* Required action: Quote exactly, and only, the lines from the one with "Return one point per instance of the dark trousers" through the end of the listing.

* Data for this task:
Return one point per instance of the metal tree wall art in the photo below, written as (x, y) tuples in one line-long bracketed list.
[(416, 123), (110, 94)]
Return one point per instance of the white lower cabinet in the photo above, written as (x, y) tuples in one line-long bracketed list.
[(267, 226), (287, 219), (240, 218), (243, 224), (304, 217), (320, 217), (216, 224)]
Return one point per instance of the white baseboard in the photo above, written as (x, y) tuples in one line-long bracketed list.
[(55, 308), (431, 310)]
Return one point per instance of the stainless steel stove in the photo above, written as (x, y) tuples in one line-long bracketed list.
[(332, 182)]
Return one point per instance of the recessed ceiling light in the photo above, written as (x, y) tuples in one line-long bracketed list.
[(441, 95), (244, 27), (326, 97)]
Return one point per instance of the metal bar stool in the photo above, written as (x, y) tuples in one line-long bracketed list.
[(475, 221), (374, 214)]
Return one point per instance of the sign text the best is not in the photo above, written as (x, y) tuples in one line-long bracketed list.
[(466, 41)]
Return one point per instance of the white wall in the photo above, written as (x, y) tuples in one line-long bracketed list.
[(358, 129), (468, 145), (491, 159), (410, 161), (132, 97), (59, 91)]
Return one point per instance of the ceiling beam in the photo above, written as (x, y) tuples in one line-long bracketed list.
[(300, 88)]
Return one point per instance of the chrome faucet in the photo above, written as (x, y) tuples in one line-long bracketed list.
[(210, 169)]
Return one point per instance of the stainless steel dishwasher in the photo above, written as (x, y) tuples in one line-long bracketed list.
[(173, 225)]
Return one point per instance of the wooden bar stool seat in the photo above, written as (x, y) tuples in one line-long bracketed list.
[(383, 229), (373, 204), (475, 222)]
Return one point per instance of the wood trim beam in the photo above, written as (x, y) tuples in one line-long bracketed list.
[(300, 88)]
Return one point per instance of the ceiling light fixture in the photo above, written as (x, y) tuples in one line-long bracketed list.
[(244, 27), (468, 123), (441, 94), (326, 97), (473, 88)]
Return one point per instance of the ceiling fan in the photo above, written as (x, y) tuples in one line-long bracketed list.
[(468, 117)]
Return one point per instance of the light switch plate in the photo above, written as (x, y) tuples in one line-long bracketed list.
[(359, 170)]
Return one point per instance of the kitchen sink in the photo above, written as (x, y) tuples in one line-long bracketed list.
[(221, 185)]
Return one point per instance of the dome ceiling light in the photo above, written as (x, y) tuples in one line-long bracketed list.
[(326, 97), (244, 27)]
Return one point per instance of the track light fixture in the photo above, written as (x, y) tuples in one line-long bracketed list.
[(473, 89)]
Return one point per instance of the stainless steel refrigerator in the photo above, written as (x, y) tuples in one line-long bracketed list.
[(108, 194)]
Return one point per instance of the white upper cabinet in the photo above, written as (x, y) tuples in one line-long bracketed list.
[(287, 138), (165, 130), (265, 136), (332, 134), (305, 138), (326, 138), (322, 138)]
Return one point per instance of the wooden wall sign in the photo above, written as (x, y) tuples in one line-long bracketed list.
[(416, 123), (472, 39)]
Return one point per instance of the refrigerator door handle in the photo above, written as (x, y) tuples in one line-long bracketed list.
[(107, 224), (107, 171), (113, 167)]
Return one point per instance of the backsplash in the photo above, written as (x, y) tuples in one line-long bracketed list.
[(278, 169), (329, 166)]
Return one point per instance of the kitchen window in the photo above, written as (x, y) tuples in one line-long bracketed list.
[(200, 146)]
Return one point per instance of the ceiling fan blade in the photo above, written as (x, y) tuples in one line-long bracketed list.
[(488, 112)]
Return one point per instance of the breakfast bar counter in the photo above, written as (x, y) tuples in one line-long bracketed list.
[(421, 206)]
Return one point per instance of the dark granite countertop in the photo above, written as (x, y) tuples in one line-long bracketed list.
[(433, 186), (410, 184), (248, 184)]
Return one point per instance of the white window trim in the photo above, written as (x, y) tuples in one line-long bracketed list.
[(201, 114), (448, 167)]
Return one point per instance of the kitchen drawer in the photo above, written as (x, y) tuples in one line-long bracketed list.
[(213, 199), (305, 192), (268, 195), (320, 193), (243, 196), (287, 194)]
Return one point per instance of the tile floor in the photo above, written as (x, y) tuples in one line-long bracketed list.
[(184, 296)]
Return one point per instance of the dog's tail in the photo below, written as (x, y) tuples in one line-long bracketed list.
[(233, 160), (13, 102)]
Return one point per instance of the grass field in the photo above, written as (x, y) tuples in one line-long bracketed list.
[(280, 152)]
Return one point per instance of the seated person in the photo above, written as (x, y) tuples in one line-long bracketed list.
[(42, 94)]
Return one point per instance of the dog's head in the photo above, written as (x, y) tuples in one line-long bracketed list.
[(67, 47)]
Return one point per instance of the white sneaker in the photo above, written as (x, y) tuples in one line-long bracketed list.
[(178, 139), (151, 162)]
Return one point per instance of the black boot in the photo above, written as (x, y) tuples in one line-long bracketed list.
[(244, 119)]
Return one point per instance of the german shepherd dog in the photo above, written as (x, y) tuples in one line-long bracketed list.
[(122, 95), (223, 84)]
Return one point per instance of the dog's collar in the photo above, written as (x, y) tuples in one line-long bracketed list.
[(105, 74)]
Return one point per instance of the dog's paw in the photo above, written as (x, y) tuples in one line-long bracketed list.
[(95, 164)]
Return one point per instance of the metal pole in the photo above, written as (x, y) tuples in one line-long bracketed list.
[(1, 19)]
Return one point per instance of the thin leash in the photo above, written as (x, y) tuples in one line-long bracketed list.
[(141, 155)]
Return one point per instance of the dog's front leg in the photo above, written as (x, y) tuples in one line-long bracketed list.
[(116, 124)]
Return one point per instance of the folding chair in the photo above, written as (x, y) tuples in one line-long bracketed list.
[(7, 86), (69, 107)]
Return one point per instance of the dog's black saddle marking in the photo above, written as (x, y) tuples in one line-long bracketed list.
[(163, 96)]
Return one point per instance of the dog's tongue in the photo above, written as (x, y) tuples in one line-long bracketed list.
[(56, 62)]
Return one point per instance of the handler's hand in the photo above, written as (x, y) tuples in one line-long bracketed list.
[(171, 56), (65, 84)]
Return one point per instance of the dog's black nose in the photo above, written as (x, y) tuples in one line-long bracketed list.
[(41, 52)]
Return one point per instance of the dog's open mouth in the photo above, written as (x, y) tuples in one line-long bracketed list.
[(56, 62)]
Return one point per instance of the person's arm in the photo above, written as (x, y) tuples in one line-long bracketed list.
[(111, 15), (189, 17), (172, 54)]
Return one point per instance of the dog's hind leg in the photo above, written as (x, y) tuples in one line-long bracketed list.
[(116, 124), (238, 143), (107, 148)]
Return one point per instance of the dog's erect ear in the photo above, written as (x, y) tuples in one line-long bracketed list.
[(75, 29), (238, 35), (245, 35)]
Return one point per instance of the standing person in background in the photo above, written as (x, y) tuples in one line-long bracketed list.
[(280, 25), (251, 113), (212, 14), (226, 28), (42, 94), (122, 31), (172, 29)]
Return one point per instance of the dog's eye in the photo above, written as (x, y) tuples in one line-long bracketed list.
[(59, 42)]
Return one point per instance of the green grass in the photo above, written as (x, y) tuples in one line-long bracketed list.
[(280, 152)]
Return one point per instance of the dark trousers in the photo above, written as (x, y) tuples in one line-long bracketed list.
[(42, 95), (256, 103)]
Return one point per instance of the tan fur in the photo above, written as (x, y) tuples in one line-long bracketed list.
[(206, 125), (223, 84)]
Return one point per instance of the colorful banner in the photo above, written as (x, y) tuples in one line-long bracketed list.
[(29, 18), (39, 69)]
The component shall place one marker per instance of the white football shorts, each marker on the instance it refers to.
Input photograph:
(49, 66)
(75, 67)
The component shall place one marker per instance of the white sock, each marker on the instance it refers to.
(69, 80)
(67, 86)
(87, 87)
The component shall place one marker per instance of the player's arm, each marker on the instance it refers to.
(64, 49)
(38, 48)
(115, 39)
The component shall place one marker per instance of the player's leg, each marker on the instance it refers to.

* Task answer:
Return one point per instance of the dark trousers in the photo above, written as (x, y) tuples in one line-long bracketed list.
[(42, 95), (256, 103)]
Return one point per instance of the tan fur in the photo above, written as (x, y) tuples in one line-long bracketed list.
[(206, 125), (223, 84)]
Return one point per instance of the colorful banner in the photo above, written as (x, y) tuples in one line-long bracketed list.
[(29, 18), (39, 69)]
The component shall place one marker per instance of the white football shorts, each marker on the instance it refers to.
Input photograph:
(49, 66)
(75, 67)
The component shall place one marker per instance of the white sock, each marker on the instance it refers to.
(69, 80)
(67, 86)
(87, 87)
The component shall place one marker per instance of the player's arm, each marker on the instance it refers to.
(64, 49)
(38, 48)
(115, 39)
The component shall place one marker per instance of the player's leg, each marker on the instance it refers to.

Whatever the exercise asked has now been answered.